- Set exercise:
Put the lines of every item below into a numbered list, leaving out any blank lines.

- Dataset content:
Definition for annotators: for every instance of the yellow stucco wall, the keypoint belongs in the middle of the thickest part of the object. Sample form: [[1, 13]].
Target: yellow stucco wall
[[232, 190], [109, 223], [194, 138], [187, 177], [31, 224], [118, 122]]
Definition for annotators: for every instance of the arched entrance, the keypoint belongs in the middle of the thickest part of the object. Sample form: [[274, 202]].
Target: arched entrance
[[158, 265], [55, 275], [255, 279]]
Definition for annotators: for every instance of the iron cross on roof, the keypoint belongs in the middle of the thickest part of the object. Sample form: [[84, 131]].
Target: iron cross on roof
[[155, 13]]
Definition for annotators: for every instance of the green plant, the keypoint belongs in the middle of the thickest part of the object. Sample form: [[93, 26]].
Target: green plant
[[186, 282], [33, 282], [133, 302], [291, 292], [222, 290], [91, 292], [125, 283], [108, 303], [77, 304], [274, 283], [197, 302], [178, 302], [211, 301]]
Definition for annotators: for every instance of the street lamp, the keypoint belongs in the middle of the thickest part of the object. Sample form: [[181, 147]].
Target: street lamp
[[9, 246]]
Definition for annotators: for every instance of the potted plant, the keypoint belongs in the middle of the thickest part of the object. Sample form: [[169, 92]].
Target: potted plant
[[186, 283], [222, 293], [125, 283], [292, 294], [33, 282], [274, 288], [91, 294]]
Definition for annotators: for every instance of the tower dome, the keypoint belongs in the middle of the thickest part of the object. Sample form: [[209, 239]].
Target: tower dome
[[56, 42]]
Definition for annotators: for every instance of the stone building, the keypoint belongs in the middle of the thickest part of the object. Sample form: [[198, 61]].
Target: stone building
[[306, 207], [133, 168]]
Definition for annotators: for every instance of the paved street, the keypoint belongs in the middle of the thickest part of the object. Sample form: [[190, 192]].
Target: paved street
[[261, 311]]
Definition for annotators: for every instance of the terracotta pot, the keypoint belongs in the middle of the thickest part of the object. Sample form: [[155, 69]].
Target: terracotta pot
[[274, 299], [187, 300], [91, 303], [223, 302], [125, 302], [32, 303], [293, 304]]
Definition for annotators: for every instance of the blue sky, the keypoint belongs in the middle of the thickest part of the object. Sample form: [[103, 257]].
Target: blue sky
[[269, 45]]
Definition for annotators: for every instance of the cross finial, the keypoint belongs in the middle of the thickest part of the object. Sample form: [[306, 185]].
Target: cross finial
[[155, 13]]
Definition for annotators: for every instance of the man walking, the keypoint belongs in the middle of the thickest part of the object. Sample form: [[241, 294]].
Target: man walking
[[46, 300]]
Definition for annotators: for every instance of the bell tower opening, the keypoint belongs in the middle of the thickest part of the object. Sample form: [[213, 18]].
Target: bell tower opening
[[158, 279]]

- Answer for the task:
1. Definition for annotators: for every instance of the yellow stucco wall, the keypoint belongs in the middle of the thickest part of the object. Sample form: [[1, 13]].
2. Target: yellow stucco wall
3. [[232, 190], [109, 223], [194, 138], [187, 177], [31, 224], [118, 122]]
4. Definition for annotators: for every instance of the arched entrance, the keypoint belongs in the middle of the thickest part of the object. Sample form: [[274, 202]].
5. Target: arched entrance
6. [[158, 265], [55, 275], [255, 279]]
7. Definition for annotators: for every instance of the iron cross on roof, the keypoint belongs in the middle of the thickest part of the object. Sample form: [[84, 131]].
8. Target: iron cross on roof
9. [[155, 13]]
10. Definition for annotators: for every instance of the green plant, the keypoint belongs in the middle of the thickest part of the object. Sample form: [[93, 26]].
11. Target: green plant
12. [[186, 282], [33, 282], [133, 302], [291, 292], [222, 290], [91, 292], [125, 283], [108, 303], [77, 304], [274, 283], [197, 302], [178, 302], [211, 301]]
13. Definition for annotators: for every instance of the street lamp, the keypoint belongs in the middle of the thickest part of the object. Sample form: [[181, 147]].
14. Target: street lamp
15. [[9, 246]]
16. Definition for annotators: for every instance of the potted plant, the keypoint belongs in the middle of the thickest part of the object. Sample form: [[169, 92]].
17. Target: potted plant
18. [[186, 283], [222, 293], [125, 283], [292, 294], [33, 282], [274, 288], [91, 294]]
19. Definition for annotators: for every instance of the tower dome, the keypoint belongs in the middle of the thickest part of the object. Sample form: [[209, 239]].
20. Target: tower dome
21. [[56, 42]]
22. Definition for annotators: for every instance of the stone building, the keypoint belongs in the middle of the thickest part of the object. Sample form: [[198, 61]].
23. Target: stone building
24. [[306, 207], [133, 168]]
25. Definition for annotators: for every instance of the paved street, the keypoint belongs in the middle of the thickest part of the object. Sample form: [[190, 192]].
26. Target: paved street
27. [[261, 311]]
28. Definition for annotators: for every instance of the terracotta pot, the keypoint belongs in the middle of the thickest part of the object. Sample form: [[155, 69]].
29. Target: terracotta pot
30. [[274, 299], [187, 300], [91, 303], [223, 302], [125, 302], [32, 303], [293, 304]]
31. Definition for annotators: for every instance of the blue sky, the keypoint belongs in the middle of the thickest part of the object. Sample form: [[103, 257]].
32. Target: blue sky
33. [[269, 45]]
34. Definition for annotators: for every instance of the cross finial, the keypoint belongs in the middle of the thickest part of the object. Sample form: [[306, 185]].
35. Target: cross finial
36. [[155, 13]]
37. Definition for annotators: for every instance of the man walking, the keypoint belongs in the middle of the thickest part of the object. Sample form: [[241, 294]].
38. Target: man walking
39. [[46, 300]]
40. Definition for annotators: for every instance of the bell tower opening, the keypoint belongs in the middle of the thickest part of the object. Sample form: [[213, 18]].
41. Target: bell tower opening
42. [[158, 279]]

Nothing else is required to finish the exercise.